- Your goal -
Write out the whole listing again, exactly.

- Data under study -

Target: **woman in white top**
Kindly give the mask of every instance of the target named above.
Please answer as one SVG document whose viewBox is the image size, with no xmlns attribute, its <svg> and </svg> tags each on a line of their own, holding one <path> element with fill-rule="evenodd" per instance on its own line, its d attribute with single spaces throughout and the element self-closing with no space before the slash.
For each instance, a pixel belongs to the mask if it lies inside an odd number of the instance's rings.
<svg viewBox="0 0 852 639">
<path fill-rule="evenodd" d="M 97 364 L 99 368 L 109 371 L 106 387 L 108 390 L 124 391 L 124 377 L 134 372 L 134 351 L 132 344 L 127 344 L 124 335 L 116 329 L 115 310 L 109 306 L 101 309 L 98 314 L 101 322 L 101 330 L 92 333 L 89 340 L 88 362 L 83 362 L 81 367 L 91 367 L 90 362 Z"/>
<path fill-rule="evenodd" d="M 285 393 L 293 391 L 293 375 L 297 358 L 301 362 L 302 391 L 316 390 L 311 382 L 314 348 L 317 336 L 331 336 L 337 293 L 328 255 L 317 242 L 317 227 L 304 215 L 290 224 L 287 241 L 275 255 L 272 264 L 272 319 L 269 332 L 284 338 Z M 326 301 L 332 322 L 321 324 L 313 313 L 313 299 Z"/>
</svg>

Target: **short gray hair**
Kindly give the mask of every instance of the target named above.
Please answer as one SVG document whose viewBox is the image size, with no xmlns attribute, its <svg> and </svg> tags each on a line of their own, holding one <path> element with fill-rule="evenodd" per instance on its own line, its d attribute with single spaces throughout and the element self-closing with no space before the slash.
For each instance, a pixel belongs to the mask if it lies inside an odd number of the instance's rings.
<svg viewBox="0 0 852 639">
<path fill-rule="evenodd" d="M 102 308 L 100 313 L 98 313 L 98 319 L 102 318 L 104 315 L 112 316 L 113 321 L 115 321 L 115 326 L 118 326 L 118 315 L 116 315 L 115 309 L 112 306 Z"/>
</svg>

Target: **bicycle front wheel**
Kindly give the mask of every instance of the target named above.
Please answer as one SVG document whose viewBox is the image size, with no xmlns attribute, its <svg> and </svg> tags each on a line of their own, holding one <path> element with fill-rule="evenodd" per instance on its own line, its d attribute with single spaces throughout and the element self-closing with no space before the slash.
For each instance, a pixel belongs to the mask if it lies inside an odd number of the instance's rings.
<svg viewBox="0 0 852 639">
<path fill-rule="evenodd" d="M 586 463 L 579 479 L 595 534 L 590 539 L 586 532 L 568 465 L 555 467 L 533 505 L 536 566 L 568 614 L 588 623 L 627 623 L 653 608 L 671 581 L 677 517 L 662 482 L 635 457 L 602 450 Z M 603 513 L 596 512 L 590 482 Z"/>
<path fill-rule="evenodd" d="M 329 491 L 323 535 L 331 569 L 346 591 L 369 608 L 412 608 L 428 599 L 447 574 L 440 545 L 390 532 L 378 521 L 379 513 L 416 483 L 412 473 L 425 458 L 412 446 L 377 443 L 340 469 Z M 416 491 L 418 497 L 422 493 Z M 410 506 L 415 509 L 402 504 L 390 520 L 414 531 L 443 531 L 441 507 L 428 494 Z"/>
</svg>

- Solution for this exercise -
Target: **woman in white top**
Kindly give the mask of every instance of the target named above.
Please answer as one SVG document whose viewBox is the image size, with no xmlns attribute, its <svg> and </svg> tags each on a line of their own, holding one <path> element with fill-rule="evenodd" per instance on its own line, its d attribute with single spaces throughout and the element self-closing with no space before the slash.
For each instance, a pixel belongs to the mask if it lies inside an odd number of the instance's rings.
<svg viewBox="0 0 852 639">
<path fill-rule="evenodd" d="M 97 364 L 99 368 L 109 371 L 106 387 L 108 390 L 124 391 L 124 377 L 134 372 L 134 351 L 132 344 L 127 344 L 124 335 L 116 329 L 115 310 L 109 306 L 101 309 L 98 314 L 101 322 L 101 330 L 92 333 L 89 340 L 88 362 L 83 362 L 81 367 L 91 367 L 90 362 Z"/>
<path fill-rule="evenodd" d="M 285 393 L 293 391 L 293 375 L 297 358 L 301 362 L 302 391 L 316 390 L 311 382 L 314 348 L 317 336 L 331 336 L 337 293 L 328 255 L 317 242 L 317 227 L 304 215 L 290 224 L 287 241 L 275 255 L 272 264 L 272 319 L 269 332 L 284 338 Z M 326 301 L 332 322 L 321 324 L 313 313 L 313 299 Z"/>
</svg>

Target: **short gray hair**
Kindly give the mask of every instance of the target named above.
Please answer as one SVG document whose viewBox is the image size, with no xmlns attribute, its <svg> and </svg> tags each on a line of their own, holding one <path> element with fill-rule="evenodd" per instance on its own line, its d attribute with single spaces throughout and the element self-closing with no space before the slash.
For each instance, a pixel belongs to the mask if it lies inside an odd number of the instance's rings.
<svg viewBox="0 0 852 639">
<path fill-rule="evenodd" d="M 102 308 L 100 313 L 98 313 L 98 319 L 102 318 L 104 315 L 112 316 L 113 321 L 115 321 L 115 326 L 118 326 L 118 315 L 116 315 L 115 309 L 112 306 Z"/>
</svg>

Target: **bicycle front wheel**
Kindly give the mask of every instance of the target named above.
Please answer as one SVG document whose viewBox is the image size, with no xmlns attribute, its <svg> and </svg> tags each on a line of their own, holding one <path> element with fill-rule="evenodd" per instance on its own line, its d attribute with single spaces throughout and the element self-closing with no space before the slash.
For each instance, a pixel belongs to the mask if it lies inside an odd number of the instance's rings.
<svg viewBox="0 0 852 639">
<path fill-rule="evenodd" d="M 586 463 L 579 479 L 595 534 L 590 539 L 586 532 L 568 465 L 555 467 L 533 505 L 536 566 L 568 614 L 588 623 L 627 623 L 653 608 L 671 581 L 677 517 L 662 482 L 635 457 L 602 450 Z M 603 513 L 596 512 L 590 482 Z"/>
<path fill-rule="evenodd" d="M 329 491 L 323 535 L 331 569 L 346 591 L 369 608 L 412 608 L 428 599 L 447 574 L 440 545 L 390 532 L 378 521 L 379 513 L 416 483 L 412 473 L 425 458 L 412 446 L 377 443 L 340 469 Z M 416 491 L 418 497 L 422 493 Z M 410 506 L 415 509 L 402 504 L 390 520 L 414 531 L 443 531 L 441 507 L 428 494 Z"/>
</svg>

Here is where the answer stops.